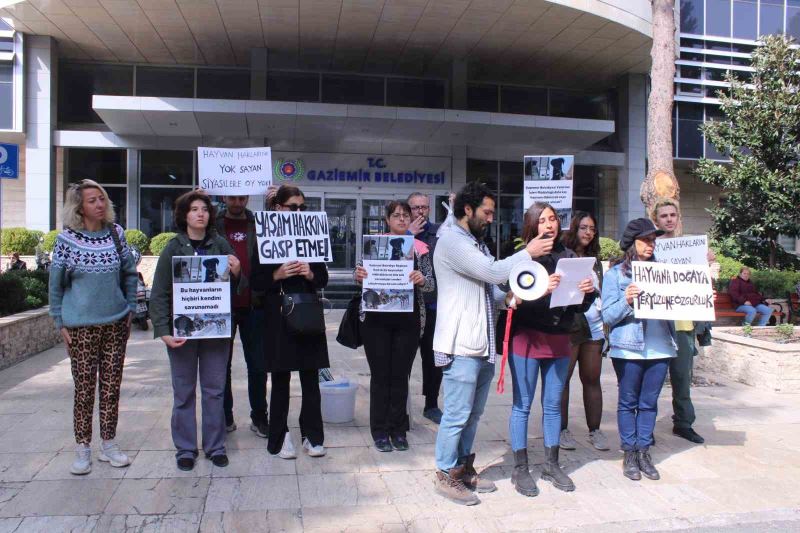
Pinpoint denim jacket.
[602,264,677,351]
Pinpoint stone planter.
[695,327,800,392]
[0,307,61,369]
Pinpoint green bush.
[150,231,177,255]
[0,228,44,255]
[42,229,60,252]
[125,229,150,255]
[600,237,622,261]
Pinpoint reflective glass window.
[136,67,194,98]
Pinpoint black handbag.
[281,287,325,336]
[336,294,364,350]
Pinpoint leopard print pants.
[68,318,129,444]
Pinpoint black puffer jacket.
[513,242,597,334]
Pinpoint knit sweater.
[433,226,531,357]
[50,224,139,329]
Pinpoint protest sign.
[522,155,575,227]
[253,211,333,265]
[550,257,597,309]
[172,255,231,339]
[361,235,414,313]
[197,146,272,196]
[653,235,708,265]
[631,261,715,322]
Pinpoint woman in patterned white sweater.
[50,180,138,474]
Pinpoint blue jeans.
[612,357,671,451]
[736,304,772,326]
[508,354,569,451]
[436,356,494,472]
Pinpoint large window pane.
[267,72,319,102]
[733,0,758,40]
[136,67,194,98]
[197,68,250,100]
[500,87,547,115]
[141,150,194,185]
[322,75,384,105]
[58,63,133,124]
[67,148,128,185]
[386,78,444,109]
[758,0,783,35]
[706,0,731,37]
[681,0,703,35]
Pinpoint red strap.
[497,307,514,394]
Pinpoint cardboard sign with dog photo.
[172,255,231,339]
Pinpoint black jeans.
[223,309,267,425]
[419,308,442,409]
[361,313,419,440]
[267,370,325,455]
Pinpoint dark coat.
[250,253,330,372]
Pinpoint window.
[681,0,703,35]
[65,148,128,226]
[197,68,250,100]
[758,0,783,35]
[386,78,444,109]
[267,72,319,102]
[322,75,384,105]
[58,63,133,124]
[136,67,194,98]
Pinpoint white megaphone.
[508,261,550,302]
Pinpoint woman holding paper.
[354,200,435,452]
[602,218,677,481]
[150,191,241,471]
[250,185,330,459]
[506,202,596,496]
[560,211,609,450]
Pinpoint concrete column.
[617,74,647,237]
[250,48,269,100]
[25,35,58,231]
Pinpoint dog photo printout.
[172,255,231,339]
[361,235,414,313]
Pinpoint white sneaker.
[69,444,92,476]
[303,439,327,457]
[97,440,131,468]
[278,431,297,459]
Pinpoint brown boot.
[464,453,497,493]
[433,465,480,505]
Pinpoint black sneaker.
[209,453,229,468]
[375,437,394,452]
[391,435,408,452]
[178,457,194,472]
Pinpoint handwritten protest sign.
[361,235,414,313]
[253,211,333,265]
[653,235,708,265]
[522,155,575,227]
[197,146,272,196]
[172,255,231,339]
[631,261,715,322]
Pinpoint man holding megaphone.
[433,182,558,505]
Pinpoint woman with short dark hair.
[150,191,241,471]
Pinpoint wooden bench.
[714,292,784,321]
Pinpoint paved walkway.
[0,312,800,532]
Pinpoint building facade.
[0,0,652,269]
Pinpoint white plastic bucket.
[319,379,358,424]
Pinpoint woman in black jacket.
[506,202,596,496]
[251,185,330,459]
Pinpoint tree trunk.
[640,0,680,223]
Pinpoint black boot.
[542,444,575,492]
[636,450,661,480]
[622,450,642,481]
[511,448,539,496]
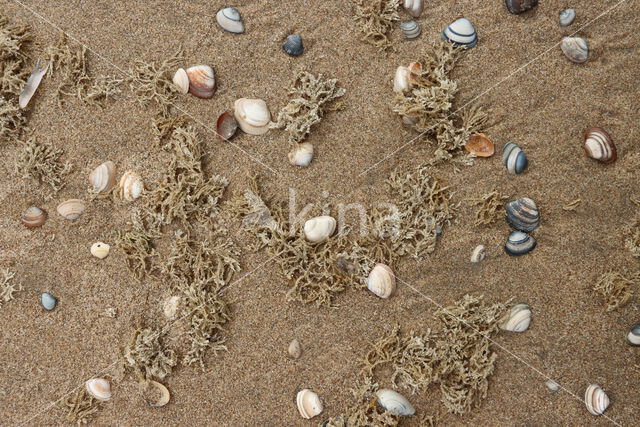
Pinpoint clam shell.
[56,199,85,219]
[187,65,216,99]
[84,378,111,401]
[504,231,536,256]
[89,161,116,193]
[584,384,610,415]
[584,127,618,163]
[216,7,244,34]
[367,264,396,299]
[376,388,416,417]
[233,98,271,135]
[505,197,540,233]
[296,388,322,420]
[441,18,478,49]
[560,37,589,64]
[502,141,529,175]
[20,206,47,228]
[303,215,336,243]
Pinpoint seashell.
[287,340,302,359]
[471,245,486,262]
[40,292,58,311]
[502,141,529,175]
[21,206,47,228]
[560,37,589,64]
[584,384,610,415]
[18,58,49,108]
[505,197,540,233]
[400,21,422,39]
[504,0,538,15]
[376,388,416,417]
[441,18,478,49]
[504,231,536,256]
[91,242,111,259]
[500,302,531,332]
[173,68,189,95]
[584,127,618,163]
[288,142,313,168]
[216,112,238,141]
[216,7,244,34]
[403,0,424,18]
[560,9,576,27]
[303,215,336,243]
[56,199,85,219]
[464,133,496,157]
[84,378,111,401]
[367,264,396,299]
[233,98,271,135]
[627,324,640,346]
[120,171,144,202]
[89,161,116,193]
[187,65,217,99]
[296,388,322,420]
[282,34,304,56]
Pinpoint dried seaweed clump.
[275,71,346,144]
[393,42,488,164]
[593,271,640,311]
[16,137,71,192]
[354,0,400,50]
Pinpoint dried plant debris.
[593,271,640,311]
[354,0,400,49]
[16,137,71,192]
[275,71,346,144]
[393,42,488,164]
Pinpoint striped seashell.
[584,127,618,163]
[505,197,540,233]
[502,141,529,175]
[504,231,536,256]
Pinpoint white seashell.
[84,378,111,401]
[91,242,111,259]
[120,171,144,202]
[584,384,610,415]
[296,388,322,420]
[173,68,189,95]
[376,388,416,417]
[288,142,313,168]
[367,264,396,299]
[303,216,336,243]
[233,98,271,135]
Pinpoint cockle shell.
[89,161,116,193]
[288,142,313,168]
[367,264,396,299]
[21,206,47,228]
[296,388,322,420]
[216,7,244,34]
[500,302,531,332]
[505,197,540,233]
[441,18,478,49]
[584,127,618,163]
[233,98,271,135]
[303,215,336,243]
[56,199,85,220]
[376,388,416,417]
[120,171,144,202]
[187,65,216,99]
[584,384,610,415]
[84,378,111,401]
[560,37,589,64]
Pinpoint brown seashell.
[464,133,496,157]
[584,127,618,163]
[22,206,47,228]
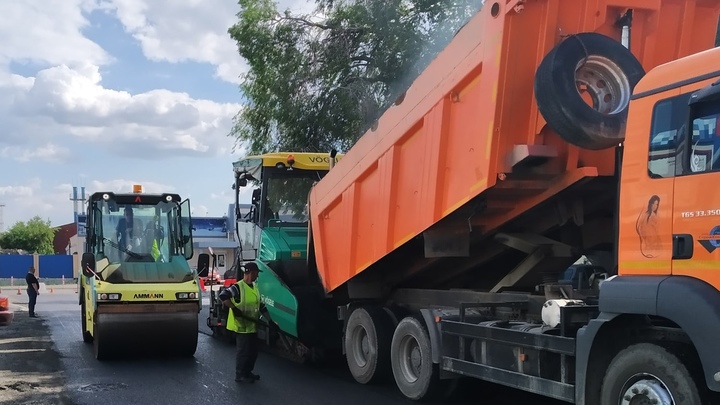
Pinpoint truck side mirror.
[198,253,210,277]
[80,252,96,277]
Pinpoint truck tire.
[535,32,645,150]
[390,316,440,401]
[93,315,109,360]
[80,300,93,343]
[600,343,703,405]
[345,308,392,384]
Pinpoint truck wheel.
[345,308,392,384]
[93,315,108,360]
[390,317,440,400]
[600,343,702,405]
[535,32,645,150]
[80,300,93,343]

====

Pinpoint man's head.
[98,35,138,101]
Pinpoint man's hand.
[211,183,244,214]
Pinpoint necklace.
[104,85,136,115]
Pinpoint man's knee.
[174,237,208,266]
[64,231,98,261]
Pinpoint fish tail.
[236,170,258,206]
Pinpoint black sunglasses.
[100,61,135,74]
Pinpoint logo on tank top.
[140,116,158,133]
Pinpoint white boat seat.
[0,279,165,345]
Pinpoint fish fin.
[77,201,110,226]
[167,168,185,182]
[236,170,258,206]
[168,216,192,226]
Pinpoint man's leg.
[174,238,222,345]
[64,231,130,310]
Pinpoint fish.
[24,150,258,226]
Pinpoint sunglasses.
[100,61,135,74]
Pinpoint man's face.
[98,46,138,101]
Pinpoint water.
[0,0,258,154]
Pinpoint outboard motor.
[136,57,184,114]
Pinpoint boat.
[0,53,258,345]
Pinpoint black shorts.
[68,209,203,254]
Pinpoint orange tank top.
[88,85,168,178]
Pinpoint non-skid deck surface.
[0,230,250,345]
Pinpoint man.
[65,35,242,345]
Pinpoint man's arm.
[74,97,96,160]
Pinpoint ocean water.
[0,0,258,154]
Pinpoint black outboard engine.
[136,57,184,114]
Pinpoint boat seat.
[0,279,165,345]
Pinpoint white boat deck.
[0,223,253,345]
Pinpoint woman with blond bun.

====

## WRITTEN PROBLEM
Could you convert the lines from the one with "Pinpoint denim jacket." through the one with "[508,261,550,302]", both included, into a Markdown table with the columns No. and Entry, numbering each row and skipping any blank lines?

## RESPONSE BELOW
| No. | Entry |
|---|---|
| 1 | Pinpoint denim jacket. |
| 2 | [602,264,677,351] |
| 3 | Pinpoint stone planter. |
| 4 | [695,327,800,392] |
| 5 | [0,307,61,369] |
| 6 | Pinpoint green bush. |
| 7 | [150,231,177,255] |
| 8 | [0,228,44,255] |
| 9 | [42,229,60,252] |
| 10 | [125,229,150,255] |
| 11 | [600,237,622,261] |
| 12 | Pinpoint reflective glass window. |
| 13 | [136,67,194,98] |
| 14 | Pinpoint black handbag. |
| 15 | [281,287,325,336] |
| 16 | [336,294,364,350] |
| 17 | Pinpoint leopard print pants. |
| 18 | [68,318,129,444] |
| 19 | Pinpoint black puffer jacket. |
| 20 | [513,242,597,334] |
| 21 | Pinpoint knit sweater. |
| 22 | [433,226,531,357] |
| 23 | [50,224,139,329] |
| 24 | Pinpoint protest sign. |
| 25 | [522,155,575,227] |
| 26 | [253,211,333,265] |
| 27 | [550,257,597,309] |
| 28 | [172,255,231,339] |
| 29 | [361,235,414,313] |
| 30 | [197,146,272,196] |
| 31 | [653,235,708,265] |
| 32 | [631,261,715,322] |
| 33 | Pinpoint woman in patterned white sweater. |
| 34 | [50,180,138,474] |
| 35 | Pinpoint blue jeans. |
| 36 | [612,357,671,451] |
| 37 | [736,304,772,326] |
| 38 | [508,354,569,451] |
| 39 | [436,356,494,472] |
| 40 | Pinpoint large window pane. |
| 41 | [267,72,319,102] |
| 42 | [733,0,758,40] |
| 43 | [136,67,194,98] |
| 44 | [197,68,250,100] |
| 45 | [500,87,547,115] |
| 46 | [141,150,194,185] |
| 47 | [322,75,384,105] |
| 48 | [58,63,133,124] |
| 49 | [67,148,128,185] |
| 50 | [386,78,444,109] |
| 51 | [758,0,783,35] |
| 52 | [706,0,731,37] |
| 53 | [681,0,703,35] |
| 54 | Pinpoint red strap. |
| 55 | [497,307,514,394] |
| 56 | Pinpoint cardboard sign with dog photo. |
| 57 | [172,255,231,339] |
| 58 | Pinpoint black jeans. |
| 59 | [223,309,267,425] |
| 60 | [419,308,442,409] |
| 61 | [361,313,419,440] |
| 62 | [267,370,325,455] |
| 63 | Pinpoint dark coat. |
| 64 | [250,253,330,372] |
| 65 | Pinpoint window. |
| 66 | [681,0,703,35] |
| 67 | [65,148,128,226] |
| 68 | [197,68,250,100] |
| 69 | [758,0,783,35] |
| 70 | [386,78,444,109] |
| 71 | [267,72,319,102] |
| 72 | [322,75,384,105] |
| 73 | [58,63,133,124] |
| 74 | [136,67,194,98] |
| 75 | Pinpoint white megaphone. |
| 76 | [508,261,550,302] |